◆ **Request**: Write the next part of the passage on accessing a deceased person's locked smartphone, picking up after its final sentence.
── Source passage ──
This is a thorny problem. Smartphone security is significantly more stringent than that of personal computers, making attempts to gain entry without the password or passcode hopeless. An iPhone belonging to a terrorist who went on a shooting spree in California at the end of 2015 was retrieved from the location where he was shot. The FBI retrieved the phone and brought a federal court case against the manufacturer, Apple, demanding a master key to unlock the phone. In other words, even the US police authorities were unable to resolve the issue of a single smartphone on their own. That is how tough smartphone security is.
As of January 2022, only a handful of vendors offer forensic services for hacking smartphones of deceased persons without passwords, and most companies that offer services relating to digital estate do not offer mobile forensics services.
When I receive inquiries of the type described above, my first advice to the client is to try and find out the password by any means possible. Some people write their password on the paperwork that came with their phone, while others make their car’s keyless entry code their password. If this fails, I suggest the client checks the deceased’s cloud storage or PC to see whether they saved a backup of their cellphone data, or finds another way of identifying monetary transactions or determining whether or not the deceased had an insurance policy, as appropriate. Sometimes I refer the client to one of the few vendors that offers cellphone forensics, having informed them that the average bonus payable for a successful hack is ¥300,000.
───
── Entries ──
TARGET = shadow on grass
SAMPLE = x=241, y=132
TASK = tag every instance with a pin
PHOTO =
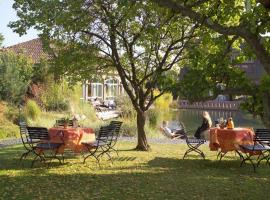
x=160, y=178
x=156, y=178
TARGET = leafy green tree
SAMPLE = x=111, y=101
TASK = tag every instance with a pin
x=139, y=40
x=15, y=76
x=246, y=19
x=1, y=39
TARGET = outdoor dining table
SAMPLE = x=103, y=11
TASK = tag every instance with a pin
x=72, y=137
x=227, y=140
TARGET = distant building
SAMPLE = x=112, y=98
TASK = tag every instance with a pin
x=104, y=87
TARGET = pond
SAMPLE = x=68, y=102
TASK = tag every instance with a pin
x=192, y=118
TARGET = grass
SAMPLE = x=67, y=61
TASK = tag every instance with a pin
x=158, y=174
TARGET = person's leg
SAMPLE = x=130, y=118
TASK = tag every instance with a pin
x=197, y=133
x=180, y=134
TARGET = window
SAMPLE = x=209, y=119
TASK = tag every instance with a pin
x=112, y=87
x=95, y=90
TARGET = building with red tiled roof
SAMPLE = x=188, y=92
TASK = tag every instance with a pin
x=105, y=88
x=32, y=49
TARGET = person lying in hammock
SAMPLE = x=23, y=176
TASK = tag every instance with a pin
x=171, y=133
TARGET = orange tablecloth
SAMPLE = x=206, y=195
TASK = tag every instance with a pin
x=72, y=137
x=230, y=139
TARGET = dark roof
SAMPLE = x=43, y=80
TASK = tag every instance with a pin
x=32, y=49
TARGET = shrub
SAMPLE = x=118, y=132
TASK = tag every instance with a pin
x=126, y=107
x=163, y=102
x=129, y=128
x=54, y=97
x=32, y=110
x=12, y=114
x=15, y=76
x=153, y=117
x=7, y=129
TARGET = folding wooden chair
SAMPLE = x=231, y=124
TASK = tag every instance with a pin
x=192, y=143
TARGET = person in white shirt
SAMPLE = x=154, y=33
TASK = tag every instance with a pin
x=170, y=133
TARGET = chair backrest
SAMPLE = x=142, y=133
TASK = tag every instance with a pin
x=117, y=125
x=262, y=135
x=106, y=134
x=184, y=129
x=24, y=135
x=60, y=122
x=38, y=133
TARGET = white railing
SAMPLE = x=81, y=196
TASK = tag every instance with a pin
x=215, y=105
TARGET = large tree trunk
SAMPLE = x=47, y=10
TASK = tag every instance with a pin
x=142, y=141
x=266, y=107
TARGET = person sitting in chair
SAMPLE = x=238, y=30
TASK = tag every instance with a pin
x=171, y=133
x=203, y=131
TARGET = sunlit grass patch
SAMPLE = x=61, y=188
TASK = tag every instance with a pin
x=158, y=174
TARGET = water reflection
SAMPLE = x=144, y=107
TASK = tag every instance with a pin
x=192, y=118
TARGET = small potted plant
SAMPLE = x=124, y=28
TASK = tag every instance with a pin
x=66, y=121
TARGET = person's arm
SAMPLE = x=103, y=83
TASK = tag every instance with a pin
x=168, y=131
x=205, y=125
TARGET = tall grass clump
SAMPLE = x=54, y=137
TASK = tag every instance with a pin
x=161, y=109
x=80, y=106
x=153, y=116
x=32, y=110
x=55, y=97
x=7, y=128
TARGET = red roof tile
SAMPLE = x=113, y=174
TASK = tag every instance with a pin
x=32, y=49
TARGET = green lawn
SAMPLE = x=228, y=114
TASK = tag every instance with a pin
x=159, y=174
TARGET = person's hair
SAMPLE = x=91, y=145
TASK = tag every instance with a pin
x=165, y=123
x=207, y=116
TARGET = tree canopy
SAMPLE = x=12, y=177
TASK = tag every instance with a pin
x=140, y=40
x=246, y=19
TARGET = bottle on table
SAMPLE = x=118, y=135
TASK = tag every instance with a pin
x=230, y=124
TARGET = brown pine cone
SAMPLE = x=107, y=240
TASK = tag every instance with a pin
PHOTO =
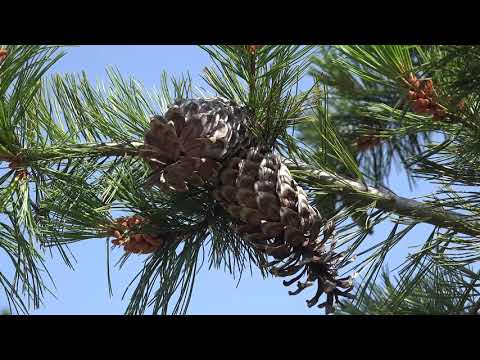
x=189, y=143
x=124, y=232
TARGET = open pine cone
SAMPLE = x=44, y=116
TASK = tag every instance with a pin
x=272, y=212
x=189, y=142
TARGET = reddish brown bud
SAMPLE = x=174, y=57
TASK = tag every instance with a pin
x=3, y=54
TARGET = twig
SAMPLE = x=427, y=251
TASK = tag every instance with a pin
───
◆ **Exercise response**:
Every year, I get more and more emails asking about digital estate. The fact that family members go to such lengths to get into cellphones and track down my website is testament to the fact that digital property is increasingly important—something that has not been matched by an improvement in digital services to cater to the needs of the families of deceased users.
Users’ Need for Caution
As many would surely agree, digital technology is a much bigger part of our lives now than it was 10 years ago. According to a Ministry of Internal Affairs and Communications (MIC) family income and expenditure survey, around 70% of households used electronic money in 2020, up from less than 40% in 2010. In the same period, according to an MIC communications usage and trends survey, the percentage of households that uses social media jumped from around 5% to over 70%. Over this same period, according to a 2021 survey conducted by the NTT Docomo Mobile Society Research Institute into mobile consumer trends, smartphone penetration jumped from less than 4% of all mobile devices to 88%—a figure that further increased to more than 92% in 2021)—while the ownership rate for more limited “feature phones” saw a marked decline.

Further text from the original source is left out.